■ WHAT TO WORK ON ■
Exactly the lines from the opening of the data through the line containing "# each instance of the tree" should be reproduced, please, with nothing added.

───── DATA TO PROCESS

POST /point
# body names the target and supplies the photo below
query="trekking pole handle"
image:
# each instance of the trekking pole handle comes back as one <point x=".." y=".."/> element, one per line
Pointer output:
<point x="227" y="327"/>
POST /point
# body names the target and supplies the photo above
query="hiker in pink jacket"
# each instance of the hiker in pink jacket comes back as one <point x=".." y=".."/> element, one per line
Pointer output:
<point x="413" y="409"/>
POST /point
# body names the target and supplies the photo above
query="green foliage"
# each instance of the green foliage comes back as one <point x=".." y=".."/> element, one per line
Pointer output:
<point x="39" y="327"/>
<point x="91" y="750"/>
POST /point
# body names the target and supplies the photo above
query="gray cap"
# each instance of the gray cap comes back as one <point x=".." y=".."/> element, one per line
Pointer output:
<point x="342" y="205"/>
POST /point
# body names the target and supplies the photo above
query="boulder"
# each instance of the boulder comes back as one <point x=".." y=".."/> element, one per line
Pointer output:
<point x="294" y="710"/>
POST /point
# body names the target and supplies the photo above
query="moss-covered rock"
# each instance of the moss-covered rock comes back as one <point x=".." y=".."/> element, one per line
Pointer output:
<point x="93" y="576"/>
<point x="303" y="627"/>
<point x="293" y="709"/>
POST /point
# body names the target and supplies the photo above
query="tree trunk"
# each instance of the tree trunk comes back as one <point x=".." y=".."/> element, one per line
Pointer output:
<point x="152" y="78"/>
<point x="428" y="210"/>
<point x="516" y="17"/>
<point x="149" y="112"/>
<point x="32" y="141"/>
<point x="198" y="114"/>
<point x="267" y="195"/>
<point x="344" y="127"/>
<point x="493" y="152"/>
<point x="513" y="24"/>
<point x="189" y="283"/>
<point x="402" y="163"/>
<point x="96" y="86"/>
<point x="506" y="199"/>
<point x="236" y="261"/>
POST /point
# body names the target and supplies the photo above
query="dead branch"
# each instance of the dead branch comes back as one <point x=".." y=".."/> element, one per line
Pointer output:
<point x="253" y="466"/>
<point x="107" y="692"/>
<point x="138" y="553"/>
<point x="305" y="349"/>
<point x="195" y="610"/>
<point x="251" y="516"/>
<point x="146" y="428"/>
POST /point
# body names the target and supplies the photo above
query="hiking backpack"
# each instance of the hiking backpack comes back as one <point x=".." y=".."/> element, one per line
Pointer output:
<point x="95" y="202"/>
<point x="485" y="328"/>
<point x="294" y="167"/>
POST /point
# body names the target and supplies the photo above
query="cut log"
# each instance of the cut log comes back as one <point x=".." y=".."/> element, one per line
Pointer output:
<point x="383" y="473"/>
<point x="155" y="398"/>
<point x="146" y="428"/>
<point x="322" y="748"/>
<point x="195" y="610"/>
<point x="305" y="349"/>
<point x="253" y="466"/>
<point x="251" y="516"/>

──────────

■ TASK RESPONSE ■
POST /point
# body names the target and supplies the photo below
query="trekking pole handle"
image:
# each instance of the trekking pole handle comes back as one <point x=".." y=".."/> element, one per line
Pointer output:
<point x="227" y="327"/>
POST /point
# body names the target and supplies the photo above
query="hiker in pink jacket"
# each instance of the hiker in pink jacket comes back as one <point x=".." y=".."/> element, one per line
Pointer output:
<point x="413" y="409"/>
POST /point
# body names the target and supplies the photo above
query="green foliage"
# each instance of the green foliage comes back as one <point x=".." y=".."/> element, one per line
Pointer output:
<point x="39" y="327"/>
<point x="91" y="750"/>
POST /point
# body names the target and supplies the photo above
query="gray cap"
# each instance of the gray cap comes back as one <point x=".." y=".."/> element, one per line
Pointer output:
<point x="342" y="205"/>
POST /point
# body names the target and supplies the photo above
query="boulder"
# each instance of the boulder comes back as one <point x=".." y=".."/> element, one per line
Pointer output:
<point x="294" y="710"/>
POST /point
# body names the target and supplies the photo above
query="moss-covered rock"
# each instance of the moss-covered rock comes back as one <point x=".." y=".."/> element, one per line
Pointer output:
<point x="93" y="576"/>
<point x="303" y="627"/>
<point x="293" y="709"/>
POST /point
# body names the target and supplies the photo above
query="tree trunk"
# each instance of the tree trunk comes back as one <point x=".." y=".."/> element, one per line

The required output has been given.